_Tarefas a realizar_.
A - Segundo o texto de origem, por que o mundo é definido como o palco de missões?
B - Extraia do texto de origem, sem nenhuma alteração, tudo desde "Vejamos os capítulos" até "família de Noé.".

_Texto de origem_.
━━━━━━━━━━
A responsabilidade missionária de Israel

MISSAO

No primeiro capítulo, destacamos dois aspectos de missões no relato bíblico da criação. Em primeiro lugar, observamos, através do relato da criação do mundo, que nada menos do que o universo inteiro objetiva a preocupação de Deus com o alvo da redenção, e, como consequência, o mundo é definido como o palco de missões. Em segundo lugar, observamos, através do relato da criação do homem, seu papel como em­baixador-missionário, isto é, como representante (rei, com r minúsculo) de Deus (Rei, com R maiúsculo) e seu enviado (este é o significado da palavra missionário) para anunciar o reino de Deus e até participar da ordenação e do domínio deste reinado em todo o mundo. Reparamos ainda que, depois da queda, esta imagem de Deus no homem corrompeu-se, restando a salvação de Cristo Jesus a fim de restaurar o homem ao estado pretendido por Deus desde o início.

Entretanto, pode-se pensar que, se Deus tem, desde o início, uma preocupação universal, por que o Antigo Testamento dá tanta ênfase somente a uma nação — Israel?

Vejamos os capítulos 3-12 de Gênesis. A partir de Adão, o relacionamento entre Deus e o homem piorou. Neste trecho das Escrituras lemos a respeito de queda e rebelião. Por fim, Deus diz: “Chega! Vou acabar com toda a raça humana e começar tudo de novo com uma só família”. Deus efetivamente fez isto, destruindo a humanidade toda com exceção da família de Noé.
━━━━━━━━━━
_Dados registrados_.
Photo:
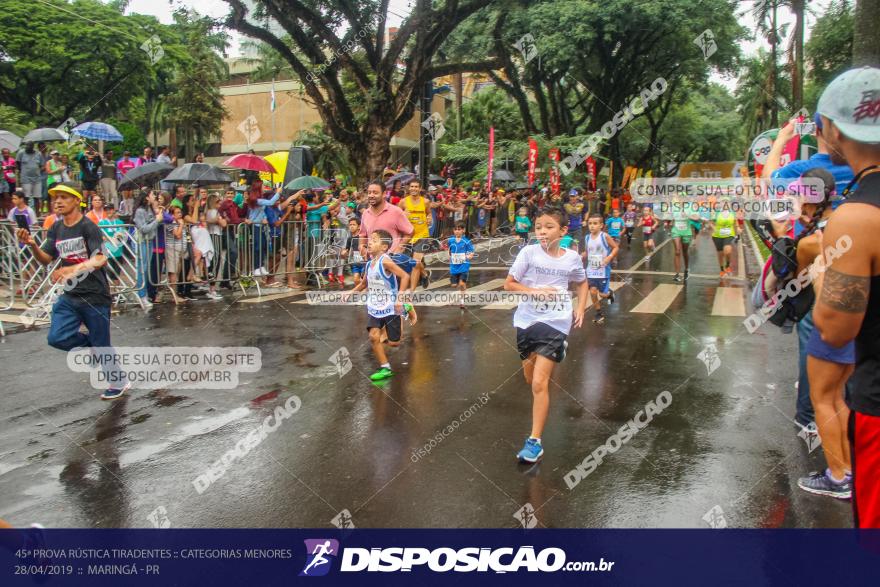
━━━━━━━━━━
_Soluções do exercício_.
A - O mundo é definido como o palco de missões porque o relato da criação do mundo mostra que nada menos do que o universo inteiro é objeto da preocupação de Deus com o alvo da redenção.

B -
Vejamos os capítulos 3-12 de Gênesis. A partir de Adão, o relacionamento entre Deus e o homem piorou. Neste trecho das Escrituras lemos a respeito de queda e rebelião. Por fim, Deus diz: “Chega! Vou acabar com toda a raça humana e começar tudo de novo com uma só família”. Deus efetivamente fez isto, destruindo a humanidade toda com exceção da família de Noé.